EXERCISE PROMPT: Count the lines in the records below that contain the string "turnout". Give only the number.

LISTED RECORDS:

• • • • • • •

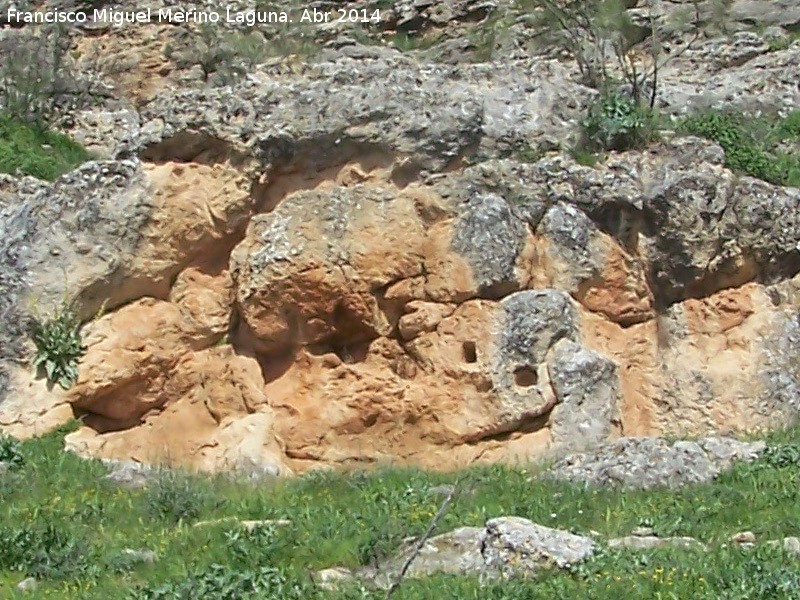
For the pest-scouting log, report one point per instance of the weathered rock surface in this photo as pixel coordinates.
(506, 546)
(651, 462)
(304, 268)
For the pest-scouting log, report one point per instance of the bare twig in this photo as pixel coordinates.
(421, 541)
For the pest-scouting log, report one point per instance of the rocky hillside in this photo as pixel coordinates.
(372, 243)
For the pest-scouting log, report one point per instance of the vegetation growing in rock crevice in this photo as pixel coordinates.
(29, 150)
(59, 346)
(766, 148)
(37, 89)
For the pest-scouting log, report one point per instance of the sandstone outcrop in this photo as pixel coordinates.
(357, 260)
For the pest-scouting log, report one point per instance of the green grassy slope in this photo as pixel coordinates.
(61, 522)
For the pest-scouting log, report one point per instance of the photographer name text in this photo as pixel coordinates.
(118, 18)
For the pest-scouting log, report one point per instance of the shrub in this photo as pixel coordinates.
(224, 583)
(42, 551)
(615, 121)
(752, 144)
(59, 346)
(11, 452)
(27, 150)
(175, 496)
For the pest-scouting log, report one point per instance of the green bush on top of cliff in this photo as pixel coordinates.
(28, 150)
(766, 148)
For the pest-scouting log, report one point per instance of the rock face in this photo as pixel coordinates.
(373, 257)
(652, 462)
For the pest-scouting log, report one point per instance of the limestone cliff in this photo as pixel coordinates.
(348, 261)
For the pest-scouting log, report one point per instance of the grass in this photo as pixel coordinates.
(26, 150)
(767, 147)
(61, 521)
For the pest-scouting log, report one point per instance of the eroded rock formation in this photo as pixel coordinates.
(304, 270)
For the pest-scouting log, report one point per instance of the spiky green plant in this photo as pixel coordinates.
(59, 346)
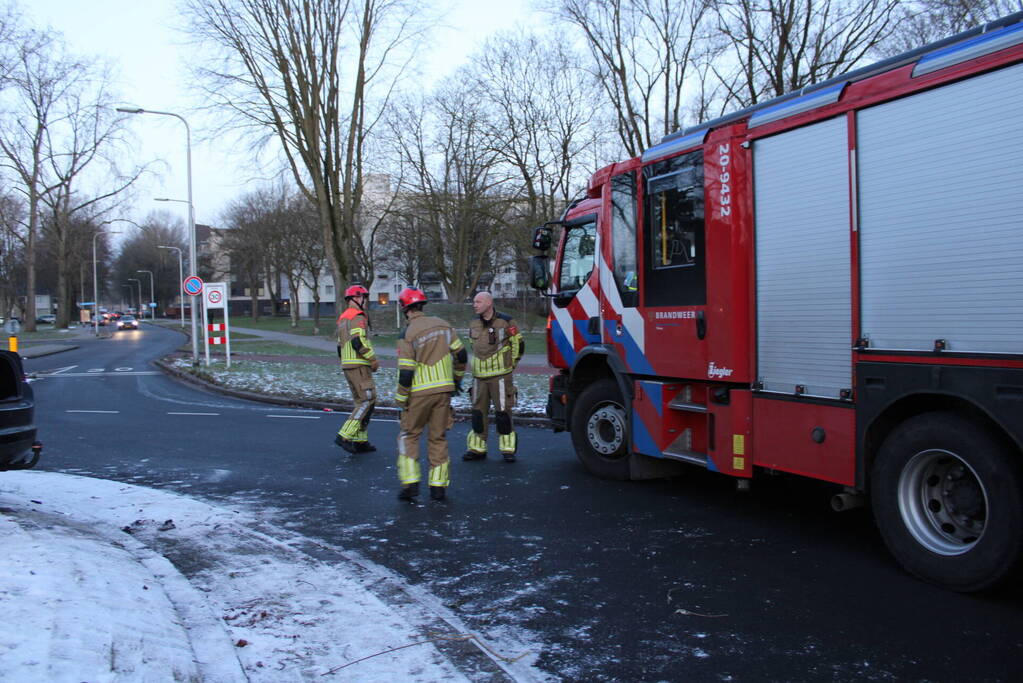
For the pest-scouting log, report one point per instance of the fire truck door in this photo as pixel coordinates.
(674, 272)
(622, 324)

• • • • • • •

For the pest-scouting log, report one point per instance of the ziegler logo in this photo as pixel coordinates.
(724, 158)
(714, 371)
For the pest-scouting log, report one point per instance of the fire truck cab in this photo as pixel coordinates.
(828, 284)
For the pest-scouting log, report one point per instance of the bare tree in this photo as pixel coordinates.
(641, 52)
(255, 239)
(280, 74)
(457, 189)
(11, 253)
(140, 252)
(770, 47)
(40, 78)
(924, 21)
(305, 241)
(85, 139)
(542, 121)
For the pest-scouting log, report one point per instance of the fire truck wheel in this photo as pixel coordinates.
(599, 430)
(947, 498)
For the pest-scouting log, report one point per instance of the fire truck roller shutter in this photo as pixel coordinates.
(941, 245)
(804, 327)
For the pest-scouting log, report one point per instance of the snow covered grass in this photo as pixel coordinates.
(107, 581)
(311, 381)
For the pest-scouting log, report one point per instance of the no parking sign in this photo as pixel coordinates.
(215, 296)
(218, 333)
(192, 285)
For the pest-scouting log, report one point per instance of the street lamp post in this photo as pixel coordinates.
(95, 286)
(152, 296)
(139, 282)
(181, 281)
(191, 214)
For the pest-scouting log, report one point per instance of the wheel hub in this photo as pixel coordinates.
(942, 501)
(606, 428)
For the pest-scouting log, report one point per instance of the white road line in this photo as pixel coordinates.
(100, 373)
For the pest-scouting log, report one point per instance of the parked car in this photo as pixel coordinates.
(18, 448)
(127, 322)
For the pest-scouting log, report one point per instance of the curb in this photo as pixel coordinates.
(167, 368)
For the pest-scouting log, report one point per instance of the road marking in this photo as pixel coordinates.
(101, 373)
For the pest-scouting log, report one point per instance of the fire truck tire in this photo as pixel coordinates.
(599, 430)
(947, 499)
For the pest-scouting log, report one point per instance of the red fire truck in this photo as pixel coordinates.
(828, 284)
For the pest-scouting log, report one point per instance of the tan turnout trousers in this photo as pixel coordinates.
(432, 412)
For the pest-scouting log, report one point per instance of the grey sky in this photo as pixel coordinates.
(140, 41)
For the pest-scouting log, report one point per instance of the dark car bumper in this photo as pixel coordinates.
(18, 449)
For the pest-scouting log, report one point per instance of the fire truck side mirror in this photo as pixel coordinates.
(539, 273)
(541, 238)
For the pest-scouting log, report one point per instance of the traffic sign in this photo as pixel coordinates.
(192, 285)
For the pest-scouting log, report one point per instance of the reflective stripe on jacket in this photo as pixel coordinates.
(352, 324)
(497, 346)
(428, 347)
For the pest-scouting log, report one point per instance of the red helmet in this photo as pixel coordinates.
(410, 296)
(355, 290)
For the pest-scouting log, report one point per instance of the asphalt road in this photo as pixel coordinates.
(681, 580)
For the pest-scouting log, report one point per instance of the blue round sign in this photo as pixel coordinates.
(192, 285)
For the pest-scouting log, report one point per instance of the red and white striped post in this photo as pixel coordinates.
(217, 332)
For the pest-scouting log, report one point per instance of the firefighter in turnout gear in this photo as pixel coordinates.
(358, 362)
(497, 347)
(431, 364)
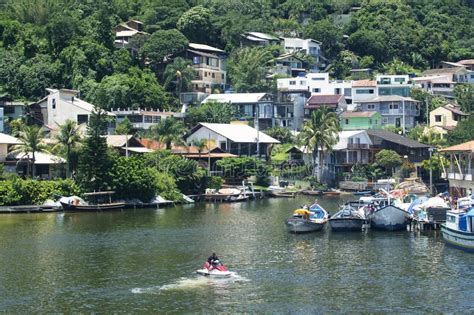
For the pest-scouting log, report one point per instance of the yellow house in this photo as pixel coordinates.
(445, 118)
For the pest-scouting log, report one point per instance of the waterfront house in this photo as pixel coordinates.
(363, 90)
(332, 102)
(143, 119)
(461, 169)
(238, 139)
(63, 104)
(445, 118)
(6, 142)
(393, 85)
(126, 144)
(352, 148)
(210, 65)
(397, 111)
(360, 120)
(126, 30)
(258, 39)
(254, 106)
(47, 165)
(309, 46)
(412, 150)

• • • • • • •

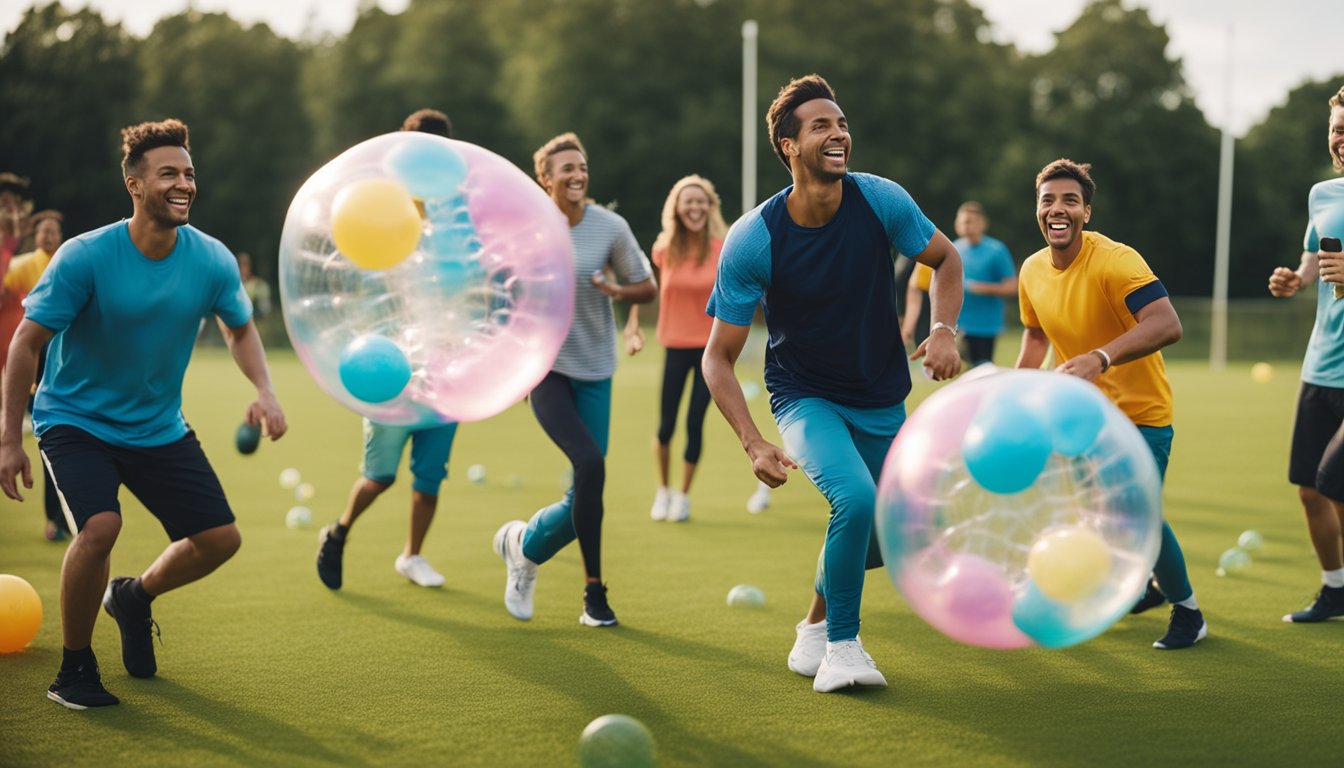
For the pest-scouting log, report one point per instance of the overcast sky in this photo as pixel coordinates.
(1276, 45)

• • • • • • •

RESULT OF THIS EXERCISE: 2